##### Extracted text
Regardless of anything to the contrary herein, nothing shall prevent (a) any payment by the Company or the Trustee to the Securityholders of amounts in connection with a redemption of Securities if (i) notice of such redemption has been given pursuant to Article 3 prior to the receipt by the Trustee of written notice of prohibition as aforesaid, and (ii) such notice of redemption is given not earlier than 60 days before the redemption date, or (b) any payment by the Trustee to the Securityholders of amounts deposited with it pursuant to Sections 8.01, 8.05 or 8.06.
##########
### Task prompt
Please extend the indenture passage on payments to securityholders, starting after its last sentence.
##### Data rows
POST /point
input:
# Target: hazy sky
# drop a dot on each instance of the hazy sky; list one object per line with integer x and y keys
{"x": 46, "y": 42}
##########
### Task output
The Trustee shall be entitled to rely on the delivery to it of a written notice by a Person representing himself to be a holder of Senior Indebtedness (or a trustee or agent on behalf of such holder) to establish that such notice has been given by a holder of Senior Indebtedness or a trustee or agent on behalf of any such holder.  In the event that the Trustee determines in good faith that further evidence is required with respect to the right of any Person as a holder of Senior Indebtedness to participate in any payment or distribution pursuant to this Article, the Trustee may request such Person to furnish evidence to the reasonable satisfaction of the Trustee as to the amount of Senior Indebtedness held by such Person, the extent to which such Person is entitled to participate in such payment or distribution and any other facts pertinent to the rights of such Person under this Article, and if such evidence is not furnished the Trustee may defer any payment to such Person pending judicial determination as to the right of such Person to receive such payment.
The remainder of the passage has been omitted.